Extracted data entries:

========================================

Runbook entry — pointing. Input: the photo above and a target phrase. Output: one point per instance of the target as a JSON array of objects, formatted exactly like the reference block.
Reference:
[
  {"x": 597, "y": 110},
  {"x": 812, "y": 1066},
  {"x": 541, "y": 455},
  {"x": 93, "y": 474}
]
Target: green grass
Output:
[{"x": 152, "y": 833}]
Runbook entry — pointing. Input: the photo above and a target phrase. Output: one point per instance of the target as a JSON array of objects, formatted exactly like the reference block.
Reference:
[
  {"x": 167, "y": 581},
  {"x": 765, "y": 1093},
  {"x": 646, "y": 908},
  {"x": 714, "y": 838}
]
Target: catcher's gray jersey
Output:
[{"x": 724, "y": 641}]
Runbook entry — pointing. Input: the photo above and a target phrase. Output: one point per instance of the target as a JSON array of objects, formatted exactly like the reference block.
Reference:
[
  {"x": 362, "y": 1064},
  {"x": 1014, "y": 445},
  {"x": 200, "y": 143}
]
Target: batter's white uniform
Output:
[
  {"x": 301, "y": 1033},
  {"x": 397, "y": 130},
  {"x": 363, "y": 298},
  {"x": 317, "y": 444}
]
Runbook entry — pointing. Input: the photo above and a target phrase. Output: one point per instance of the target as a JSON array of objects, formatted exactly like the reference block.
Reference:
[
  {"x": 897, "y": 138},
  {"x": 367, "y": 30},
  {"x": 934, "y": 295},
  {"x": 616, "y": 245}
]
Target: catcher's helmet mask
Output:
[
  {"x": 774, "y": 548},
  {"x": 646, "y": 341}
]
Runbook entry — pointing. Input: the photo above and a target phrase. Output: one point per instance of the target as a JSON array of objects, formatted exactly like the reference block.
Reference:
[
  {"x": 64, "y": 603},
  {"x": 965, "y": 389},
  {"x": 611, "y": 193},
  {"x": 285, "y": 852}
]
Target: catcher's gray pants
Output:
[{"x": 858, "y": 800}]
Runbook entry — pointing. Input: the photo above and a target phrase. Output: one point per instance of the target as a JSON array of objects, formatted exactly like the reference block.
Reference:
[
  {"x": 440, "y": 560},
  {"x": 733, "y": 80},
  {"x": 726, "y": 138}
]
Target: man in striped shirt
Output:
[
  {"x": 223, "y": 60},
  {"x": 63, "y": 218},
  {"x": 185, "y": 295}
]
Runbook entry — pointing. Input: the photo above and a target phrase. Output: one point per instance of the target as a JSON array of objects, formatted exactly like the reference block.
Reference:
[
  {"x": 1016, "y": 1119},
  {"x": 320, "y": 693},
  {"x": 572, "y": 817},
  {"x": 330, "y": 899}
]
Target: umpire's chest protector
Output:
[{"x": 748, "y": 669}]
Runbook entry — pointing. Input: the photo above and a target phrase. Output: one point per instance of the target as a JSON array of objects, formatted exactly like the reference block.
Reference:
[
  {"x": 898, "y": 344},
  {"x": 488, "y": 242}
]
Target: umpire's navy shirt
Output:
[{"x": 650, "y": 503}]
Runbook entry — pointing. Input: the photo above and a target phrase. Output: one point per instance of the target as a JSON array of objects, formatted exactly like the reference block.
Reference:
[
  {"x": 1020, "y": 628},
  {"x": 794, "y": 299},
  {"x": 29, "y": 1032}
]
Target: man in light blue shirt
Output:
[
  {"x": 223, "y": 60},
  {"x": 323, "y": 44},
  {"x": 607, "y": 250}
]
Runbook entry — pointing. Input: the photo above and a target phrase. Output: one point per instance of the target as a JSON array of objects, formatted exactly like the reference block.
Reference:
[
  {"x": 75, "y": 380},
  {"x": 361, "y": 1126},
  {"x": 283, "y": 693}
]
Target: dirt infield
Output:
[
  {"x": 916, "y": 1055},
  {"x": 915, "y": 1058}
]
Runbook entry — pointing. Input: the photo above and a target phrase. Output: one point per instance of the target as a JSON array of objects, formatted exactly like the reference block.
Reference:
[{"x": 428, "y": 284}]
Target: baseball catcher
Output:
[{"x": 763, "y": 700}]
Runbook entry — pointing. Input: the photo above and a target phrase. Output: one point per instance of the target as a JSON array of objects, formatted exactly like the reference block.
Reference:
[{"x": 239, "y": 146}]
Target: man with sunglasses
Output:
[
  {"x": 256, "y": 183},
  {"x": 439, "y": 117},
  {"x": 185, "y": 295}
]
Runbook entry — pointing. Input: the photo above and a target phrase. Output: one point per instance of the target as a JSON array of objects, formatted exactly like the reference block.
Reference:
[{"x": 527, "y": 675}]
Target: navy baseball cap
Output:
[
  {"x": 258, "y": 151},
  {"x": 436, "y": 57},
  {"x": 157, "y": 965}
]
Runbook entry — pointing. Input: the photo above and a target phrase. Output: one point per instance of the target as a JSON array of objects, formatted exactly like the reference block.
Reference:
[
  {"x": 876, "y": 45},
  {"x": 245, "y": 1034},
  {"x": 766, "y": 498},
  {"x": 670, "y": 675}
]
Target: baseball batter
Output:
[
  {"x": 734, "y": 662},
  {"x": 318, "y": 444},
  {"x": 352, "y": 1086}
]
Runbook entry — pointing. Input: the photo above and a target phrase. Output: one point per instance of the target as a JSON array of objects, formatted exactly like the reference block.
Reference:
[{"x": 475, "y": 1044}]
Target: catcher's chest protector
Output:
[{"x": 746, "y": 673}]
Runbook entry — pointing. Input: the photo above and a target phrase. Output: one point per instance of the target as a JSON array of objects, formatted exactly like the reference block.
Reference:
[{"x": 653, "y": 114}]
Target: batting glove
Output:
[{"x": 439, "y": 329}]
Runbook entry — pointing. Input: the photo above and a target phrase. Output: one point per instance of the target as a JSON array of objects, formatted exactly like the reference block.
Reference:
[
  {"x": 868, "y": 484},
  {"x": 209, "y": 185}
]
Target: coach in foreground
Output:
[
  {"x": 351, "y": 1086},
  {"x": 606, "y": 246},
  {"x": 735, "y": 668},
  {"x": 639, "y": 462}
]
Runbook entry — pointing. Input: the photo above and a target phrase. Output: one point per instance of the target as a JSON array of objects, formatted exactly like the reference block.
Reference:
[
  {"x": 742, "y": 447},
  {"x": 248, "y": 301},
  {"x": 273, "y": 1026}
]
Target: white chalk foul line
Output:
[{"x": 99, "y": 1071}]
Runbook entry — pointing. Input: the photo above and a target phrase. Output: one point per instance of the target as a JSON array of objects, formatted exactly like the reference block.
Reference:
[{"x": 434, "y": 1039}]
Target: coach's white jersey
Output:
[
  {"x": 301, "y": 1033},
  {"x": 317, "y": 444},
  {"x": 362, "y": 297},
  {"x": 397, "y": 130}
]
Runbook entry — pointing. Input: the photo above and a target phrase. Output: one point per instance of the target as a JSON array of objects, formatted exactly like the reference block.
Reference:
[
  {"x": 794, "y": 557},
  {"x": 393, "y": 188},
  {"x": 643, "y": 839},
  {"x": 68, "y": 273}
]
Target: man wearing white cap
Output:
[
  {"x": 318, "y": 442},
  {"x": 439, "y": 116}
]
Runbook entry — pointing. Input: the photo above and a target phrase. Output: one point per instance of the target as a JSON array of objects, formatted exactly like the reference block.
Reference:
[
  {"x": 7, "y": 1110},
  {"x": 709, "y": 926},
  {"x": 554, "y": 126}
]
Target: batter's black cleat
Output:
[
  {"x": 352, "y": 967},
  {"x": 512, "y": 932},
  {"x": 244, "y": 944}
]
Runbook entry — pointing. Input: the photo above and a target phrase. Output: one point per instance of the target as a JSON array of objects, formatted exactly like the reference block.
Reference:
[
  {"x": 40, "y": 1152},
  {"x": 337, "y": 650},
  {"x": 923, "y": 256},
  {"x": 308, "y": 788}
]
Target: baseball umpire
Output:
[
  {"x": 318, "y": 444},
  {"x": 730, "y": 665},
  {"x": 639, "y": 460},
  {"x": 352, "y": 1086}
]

========================================

What you will do: Please report how many lines above contain the string "coach", counting only matches with the same case. Give the number alone.

Written answer: 2